Rewrite the listing below with every instance of "BBoxGrounder v3" renamed to "BoxLocator v4", keeping everything else unchanged.

━━━━━ Stored data ━━━━━

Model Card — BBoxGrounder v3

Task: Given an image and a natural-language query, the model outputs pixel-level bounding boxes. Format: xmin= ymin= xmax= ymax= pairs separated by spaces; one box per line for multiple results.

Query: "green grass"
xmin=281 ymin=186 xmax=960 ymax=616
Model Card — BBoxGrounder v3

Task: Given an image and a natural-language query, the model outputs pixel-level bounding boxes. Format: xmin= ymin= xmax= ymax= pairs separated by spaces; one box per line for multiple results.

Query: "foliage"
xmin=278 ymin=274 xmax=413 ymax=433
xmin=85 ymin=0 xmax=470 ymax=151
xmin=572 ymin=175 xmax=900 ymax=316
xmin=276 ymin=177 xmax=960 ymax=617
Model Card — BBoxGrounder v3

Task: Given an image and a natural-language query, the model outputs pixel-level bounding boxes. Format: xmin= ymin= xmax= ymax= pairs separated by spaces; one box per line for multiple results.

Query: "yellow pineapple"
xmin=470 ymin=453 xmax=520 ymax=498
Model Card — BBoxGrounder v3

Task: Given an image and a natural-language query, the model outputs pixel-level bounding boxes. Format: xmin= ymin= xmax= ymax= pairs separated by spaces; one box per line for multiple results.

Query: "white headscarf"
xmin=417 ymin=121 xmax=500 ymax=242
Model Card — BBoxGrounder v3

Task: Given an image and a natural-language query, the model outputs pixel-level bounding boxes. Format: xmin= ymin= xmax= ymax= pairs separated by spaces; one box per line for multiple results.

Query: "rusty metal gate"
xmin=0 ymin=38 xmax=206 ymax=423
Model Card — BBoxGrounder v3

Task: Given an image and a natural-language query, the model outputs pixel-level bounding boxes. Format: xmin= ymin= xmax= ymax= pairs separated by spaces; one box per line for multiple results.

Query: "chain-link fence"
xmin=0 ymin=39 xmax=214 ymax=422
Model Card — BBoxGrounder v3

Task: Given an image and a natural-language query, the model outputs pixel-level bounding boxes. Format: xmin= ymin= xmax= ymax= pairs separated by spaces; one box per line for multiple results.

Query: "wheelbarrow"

━━━━━

- [Completed exercise]
Model Card — BoxLocator v4

Task: Given an image and a natural-language query, the model outputs pixel-level bounding boxes. Format: xmin= ymin= xmax= ymax= pairs separated by spaces; one box per line for multiple results.

Query: "green grass"
xmin=281 ymin=186 xmax=960 ymax=616
Model Card — BoxLocator v4

Task: Given an image and a natural-language query, the model outputs pixel-level bounding boxes. Format: xmin= ymin= xmax= ymax= pairs separated by spaces; one box per line for multiple results.

Query: "foliage"
xmin=278 ymin=274 xmax=413 ymax=433
xmin=85 ymin=0 xmax=470 ymax=151
xmin=572 ymin=175 xmax=900 ymax=316
xmin=276 ymin=177 xmax=960 ymax=617
Model Card — BoxLocator v4

Task: Given an image and a natural-language query, the model outputs pixel-level bounding boxes. Format: xmin= ymin= xmax= ymax= pairs separated by spaces; one box per line for multiple results.

Query: "yellow pineapple"
xmin=470 ymin=453 xmax=520 ymax=498
Model Card — BoxLocator v4

Task: Given an image and a natural-language query, the model outputs pixel-level bounding boxes. Format: xmin= ymin= xmax= ymax= pairs separated by spaces; one box per line for multiple results.

Query: "white headscarf"
xmin=417 ymin=121 xmax=500 ymax=242
Model Card — BoxLocator v4

Task: Given an image and a natural-language query, the model outputs pixel-level bounding boxes. Format: xmin= ymin= xmax= ymax= pairs separated by spaces; one box per line for multiple results.

Query: "rusty metal gate"
xmin=0 ymin=38 xmax=206 ymax=423
Model Card — BoxLocator v4

Task: Given an image and a natural-language query, the model outputs pixel-level bounding boxes. Format: xmin= ymin= xmax= ymax= pairs separated by spaces; one box per line for multiple results.

Query: "chain-link fence"
xmin=0 ymin=39 xmax=214 ymax=422
Model Card — BoxLocator v4

Task: Given an image and a natural-language query, the model outputs pixel-level bounding boxes. Format: xmin= ymin= xmax= ymax= pairs separated by spaces; one box per line for multiple results.

Query: "wheelbarrow"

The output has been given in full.